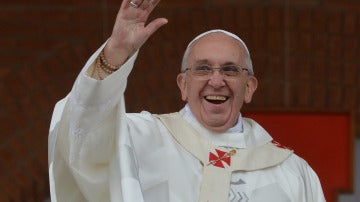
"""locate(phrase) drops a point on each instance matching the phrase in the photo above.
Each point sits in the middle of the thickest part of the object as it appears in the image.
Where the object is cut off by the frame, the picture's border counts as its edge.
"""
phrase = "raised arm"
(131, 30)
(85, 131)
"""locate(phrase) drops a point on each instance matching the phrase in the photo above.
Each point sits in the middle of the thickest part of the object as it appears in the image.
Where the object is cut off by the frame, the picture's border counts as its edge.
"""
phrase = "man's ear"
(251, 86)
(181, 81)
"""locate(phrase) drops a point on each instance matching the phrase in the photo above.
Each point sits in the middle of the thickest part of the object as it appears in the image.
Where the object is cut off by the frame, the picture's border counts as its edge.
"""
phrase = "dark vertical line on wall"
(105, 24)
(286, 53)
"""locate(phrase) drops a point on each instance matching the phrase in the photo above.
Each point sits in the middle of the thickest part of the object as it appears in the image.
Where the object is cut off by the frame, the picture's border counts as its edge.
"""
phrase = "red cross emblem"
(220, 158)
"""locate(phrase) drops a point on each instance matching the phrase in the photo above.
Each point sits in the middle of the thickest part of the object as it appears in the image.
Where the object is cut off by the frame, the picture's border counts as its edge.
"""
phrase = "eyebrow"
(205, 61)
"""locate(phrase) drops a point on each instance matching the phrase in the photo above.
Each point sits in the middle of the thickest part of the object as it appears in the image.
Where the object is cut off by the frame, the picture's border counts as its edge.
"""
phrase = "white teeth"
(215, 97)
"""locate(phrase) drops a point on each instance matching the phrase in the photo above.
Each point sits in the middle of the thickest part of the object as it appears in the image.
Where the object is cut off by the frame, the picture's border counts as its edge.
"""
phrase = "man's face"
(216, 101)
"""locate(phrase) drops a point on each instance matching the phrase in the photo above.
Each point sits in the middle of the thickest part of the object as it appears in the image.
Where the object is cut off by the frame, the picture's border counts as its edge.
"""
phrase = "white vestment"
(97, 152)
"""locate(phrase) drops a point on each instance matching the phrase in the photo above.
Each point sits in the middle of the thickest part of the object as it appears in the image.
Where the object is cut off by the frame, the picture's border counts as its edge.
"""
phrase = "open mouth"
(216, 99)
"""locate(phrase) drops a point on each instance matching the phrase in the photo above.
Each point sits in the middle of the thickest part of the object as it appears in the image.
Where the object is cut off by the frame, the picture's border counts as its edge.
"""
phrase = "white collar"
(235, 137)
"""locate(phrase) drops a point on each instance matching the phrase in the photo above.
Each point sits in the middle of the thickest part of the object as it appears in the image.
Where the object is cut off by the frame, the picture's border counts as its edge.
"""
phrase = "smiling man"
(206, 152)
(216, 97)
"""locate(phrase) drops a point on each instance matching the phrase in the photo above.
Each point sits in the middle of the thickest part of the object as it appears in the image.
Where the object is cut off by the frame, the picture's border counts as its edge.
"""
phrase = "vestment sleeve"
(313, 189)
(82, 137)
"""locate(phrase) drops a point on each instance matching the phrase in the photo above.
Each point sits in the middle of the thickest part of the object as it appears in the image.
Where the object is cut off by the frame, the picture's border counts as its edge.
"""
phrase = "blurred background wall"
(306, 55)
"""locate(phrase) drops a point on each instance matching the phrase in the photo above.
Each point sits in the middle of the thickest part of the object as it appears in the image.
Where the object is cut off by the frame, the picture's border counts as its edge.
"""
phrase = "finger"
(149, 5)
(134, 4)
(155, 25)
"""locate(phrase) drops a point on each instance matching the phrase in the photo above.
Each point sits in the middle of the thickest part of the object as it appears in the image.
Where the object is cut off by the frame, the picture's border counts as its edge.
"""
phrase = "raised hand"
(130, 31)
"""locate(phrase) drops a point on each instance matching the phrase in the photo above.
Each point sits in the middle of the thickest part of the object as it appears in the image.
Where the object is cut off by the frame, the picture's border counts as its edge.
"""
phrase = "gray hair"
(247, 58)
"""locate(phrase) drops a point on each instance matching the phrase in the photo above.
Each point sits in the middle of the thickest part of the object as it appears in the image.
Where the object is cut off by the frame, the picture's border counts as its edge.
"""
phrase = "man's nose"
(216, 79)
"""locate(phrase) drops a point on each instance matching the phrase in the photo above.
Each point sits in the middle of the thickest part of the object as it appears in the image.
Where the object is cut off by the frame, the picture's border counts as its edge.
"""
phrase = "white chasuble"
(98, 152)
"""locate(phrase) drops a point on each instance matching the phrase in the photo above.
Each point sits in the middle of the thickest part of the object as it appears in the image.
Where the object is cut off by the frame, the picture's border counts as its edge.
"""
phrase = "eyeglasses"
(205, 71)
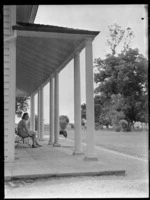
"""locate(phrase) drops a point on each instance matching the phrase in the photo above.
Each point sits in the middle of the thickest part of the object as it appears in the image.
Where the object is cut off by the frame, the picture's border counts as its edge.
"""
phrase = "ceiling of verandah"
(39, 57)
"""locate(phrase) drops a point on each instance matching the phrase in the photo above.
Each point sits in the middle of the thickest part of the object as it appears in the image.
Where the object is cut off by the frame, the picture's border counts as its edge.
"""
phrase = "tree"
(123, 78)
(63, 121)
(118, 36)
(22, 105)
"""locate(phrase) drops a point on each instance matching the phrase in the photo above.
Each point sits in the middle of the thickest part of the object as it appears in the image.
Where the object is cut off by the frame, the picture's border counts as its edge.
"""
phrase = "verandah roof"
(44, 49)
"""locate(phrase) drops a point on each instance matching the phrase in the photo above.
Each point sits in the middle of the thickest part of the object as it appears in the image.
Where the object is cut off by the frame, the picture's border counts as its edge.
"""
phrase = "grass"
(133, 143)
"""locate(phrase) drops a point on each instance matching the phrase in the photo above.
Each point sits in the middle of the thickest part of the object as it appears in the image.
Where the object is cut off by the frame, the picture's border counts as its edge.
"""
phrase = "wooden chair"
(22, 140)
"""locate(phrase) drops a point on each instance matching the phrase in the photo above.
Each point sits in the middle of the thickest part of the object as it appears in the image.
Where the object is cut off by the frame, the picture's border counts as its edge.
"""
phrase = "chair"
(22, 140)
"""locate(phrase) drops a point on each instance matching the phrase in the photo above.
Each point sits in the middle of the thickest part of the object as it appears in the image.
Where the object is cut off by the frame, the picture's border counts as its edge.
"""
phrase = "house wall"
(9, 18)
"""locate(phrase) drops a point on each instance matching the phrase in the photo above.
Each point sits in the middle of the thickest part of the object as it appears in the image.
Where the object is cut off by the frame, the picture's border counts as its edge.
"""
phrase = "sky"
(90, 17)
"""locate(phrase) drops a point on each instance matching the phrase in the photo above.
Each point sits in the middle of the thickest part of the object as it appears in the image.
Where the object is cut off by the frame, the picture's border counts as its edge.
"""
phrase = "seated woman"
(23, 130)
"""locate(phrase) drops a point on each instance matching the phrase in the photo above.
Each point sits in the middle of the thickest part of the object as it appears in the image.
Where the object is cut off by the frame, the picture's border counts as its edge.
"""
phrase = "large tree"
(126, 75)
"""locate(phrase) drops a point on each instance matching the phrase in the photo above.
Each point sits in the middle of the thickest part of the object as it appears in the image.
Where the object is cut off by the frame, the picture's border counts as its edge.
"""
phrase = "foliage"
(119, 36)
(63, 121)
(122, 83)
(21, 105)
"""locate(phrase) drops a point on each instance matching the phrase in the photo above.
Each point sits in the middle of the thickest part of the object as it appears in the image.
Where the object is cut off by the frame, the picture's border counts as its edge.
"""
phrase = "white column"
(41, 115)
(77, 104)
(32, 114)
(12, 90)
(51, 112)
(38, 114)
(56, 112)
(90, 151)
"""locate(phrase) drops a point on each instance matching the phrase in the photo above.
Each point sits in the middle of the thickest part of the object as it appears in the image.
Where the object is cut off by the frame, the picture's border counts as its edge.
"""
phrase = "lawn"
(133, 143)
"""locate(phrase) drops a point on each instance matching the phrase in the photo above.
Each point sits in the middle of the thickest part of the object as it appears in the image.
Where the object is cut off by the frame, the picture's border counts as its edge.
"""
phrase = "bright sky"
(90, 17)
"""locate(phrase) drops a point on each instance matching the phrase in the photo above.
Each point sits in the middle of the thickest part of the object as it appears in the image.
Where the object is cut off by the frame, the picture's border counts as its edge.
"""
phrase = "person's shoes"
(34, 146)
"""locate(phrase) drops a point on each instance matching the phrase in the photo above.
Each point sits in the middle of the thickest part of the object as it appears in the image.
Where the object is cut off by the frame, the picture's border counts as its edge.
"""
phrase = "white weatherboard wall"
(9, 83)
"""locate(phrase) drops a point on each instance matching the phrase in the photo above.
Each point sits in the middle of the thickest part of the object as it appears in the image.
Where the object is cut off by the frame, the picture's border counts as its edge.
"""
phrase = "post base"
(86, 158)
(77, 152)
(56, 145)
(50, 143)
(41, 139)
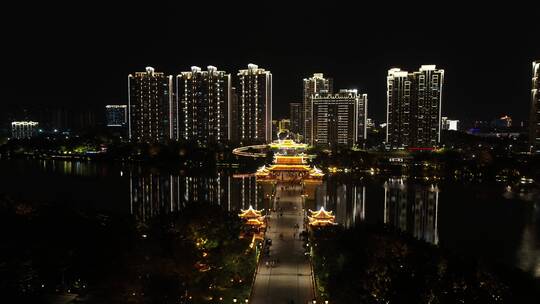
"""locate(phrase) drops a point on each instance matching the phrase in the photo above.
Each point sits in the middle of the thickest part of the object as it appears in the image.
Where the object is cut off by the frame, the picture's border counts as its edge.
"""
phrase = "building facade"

......

GOAL OF THE EXERCISE: Extract each line of the items above that contains the word "verandah".

COMPLETED TASK:
phrase = "ceiling of verandah"
phrase = "verandah roof"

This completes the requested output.